▶ ACTIVITY: Repeat every record exactly as written, but leave out the pictures.

##### INPUT MATERIAL #####

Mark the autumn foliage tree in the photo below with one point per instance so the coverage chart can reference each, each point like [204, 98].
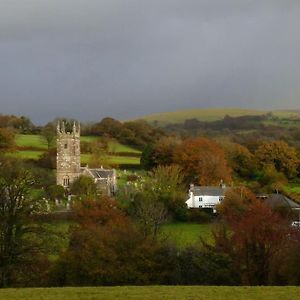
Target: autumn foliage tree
[202, 161]
[107, 249]
[281, 155]
[7, 142]
[254, 237]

#####

▶ ANSWER FOR THE TASK:
Mark the autumn foliage tree in the photo below with one point per instance so the coverage chart can reference each, each point like [204, 98].
Target: autumn foliage tree
[202, 161]
[107, 249]
[281, 155]
[7, 142]
[254, 237]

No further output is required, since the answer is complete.